PROVIDED PASSAGE:

((

The general form for our confidence interval for a group $i$ will be $\bar{y_i} \pm t_{n-t, \alpha / 2} \cdot SE(\bar{y_i})$. In this case, we will use $t_{12-3, 0.05 / 2} = 2.26157$. Also, our standard error will be $SE(\bar{y_i}) = \sqrt{\sigma^2 \cdot c_i ^2/ n_i} = \sqrt{MSE \cdot 1^2 / 4}$, where MSE is given from a proc reg in SAS and $n_i = 4$ since all groups have the same size of 4. Low:

$2.2325 \pm 2.26157 \cdot \sqrt{0.553 / 4} = (1.39, 3.073)$

We are 95% confident that the true mean insulin release given a low concentration of glucose is between 1.39 and 3.073 units.

Medium:

$3.4375 \pm 2.26157 \cdot \sqrt{0.553 / 4} = (2.5966, 4.2784)$

We are 95% confident that the true mean insulin release given a low medium of glucose is between 2.5966 and 4.2784 units.

))

DATASET EXCERPT:
((

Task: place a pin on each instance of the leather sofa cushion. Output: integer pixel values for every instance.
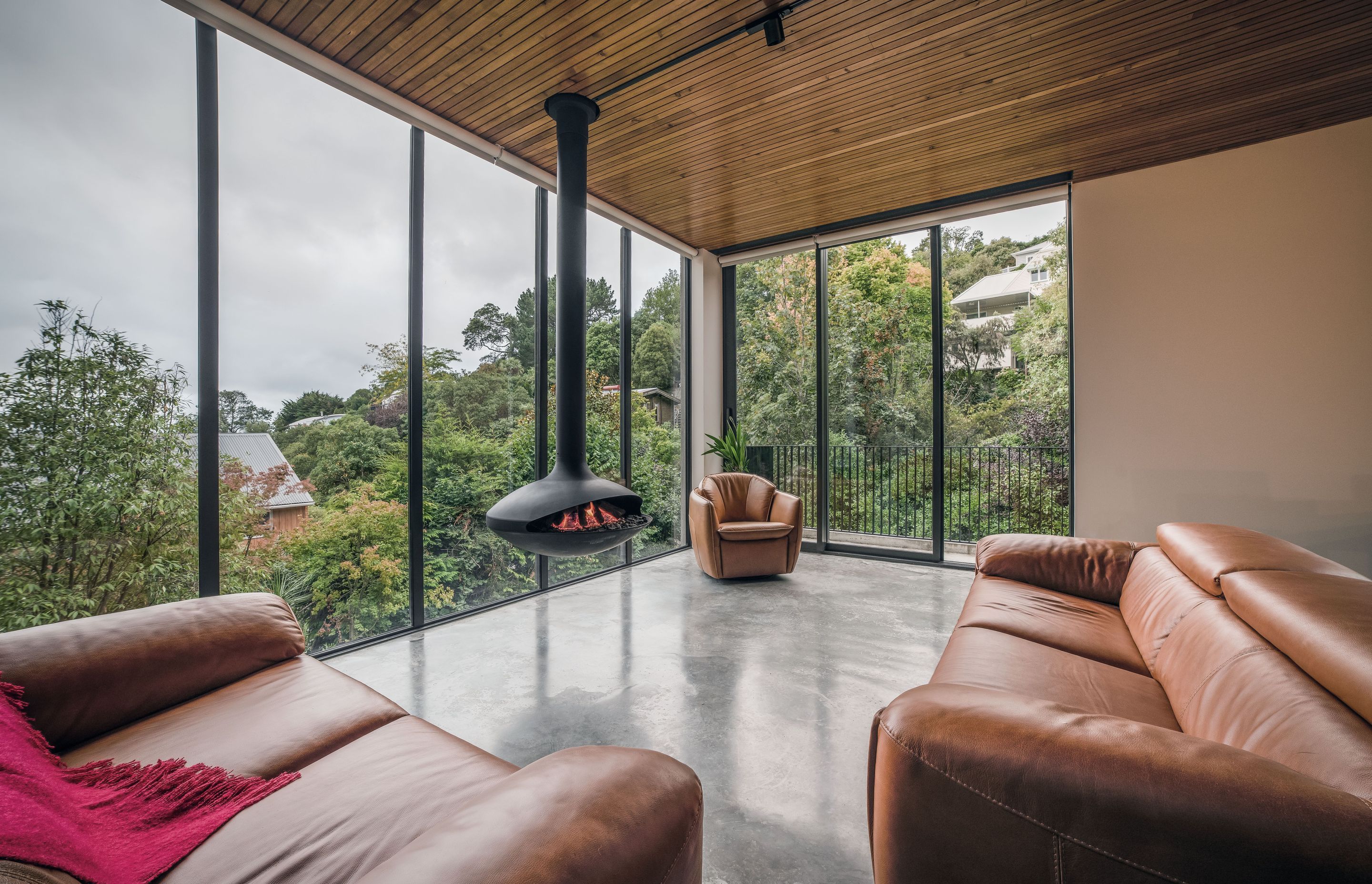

))

TO DO:
- a) Summarize the confidence interval passage in two sentences.
- b) In the confidence interval passage, swap "standard error" for "SE" and give everything from "The general form" down to "and 3.073 units.".
The listing has no connection to the text above.

FINAL RESULTS:
- a) The passage gives the general form of a confidence interval for a group mean, using a t-value of 2.26157 and a standard error built from the MSE of a proc reg in SAS with a group size of 4. It computes intervals of (1.39, 3.073) for the low glucose concentration and (2.5966, 4.2784) for the medium one, reading each as 95% confidence about the true mean insulin release.

- b)
The general form for our confidence interval for a group $i$ will be $\bar{y_i} \pm t_{n-t, \alpha / 2} \cdot SE(\bar{y_i})$. In this case, we will use $t_{12-3, 0.05 / 2} = 2.26157$. Also, our SE will be $SE(\bar{y_i}) = \sqrt{\sigma^2 \cdot c_i ^2/ n_i} = \sqrt{MSE \cdot 1^2 / 4}$, where MSE is given from a proc reg in SAS and $n_i = 4$ since all groups have the same size of 4. Low:

$2.2325 \pm 2.26157 \cdot \sqrt{0.553 / 4} = (1.39, 3.073)$

We are 95% confident that the true mean insulin release given a low concentration of glucose is between 1.39 and 3.073 units.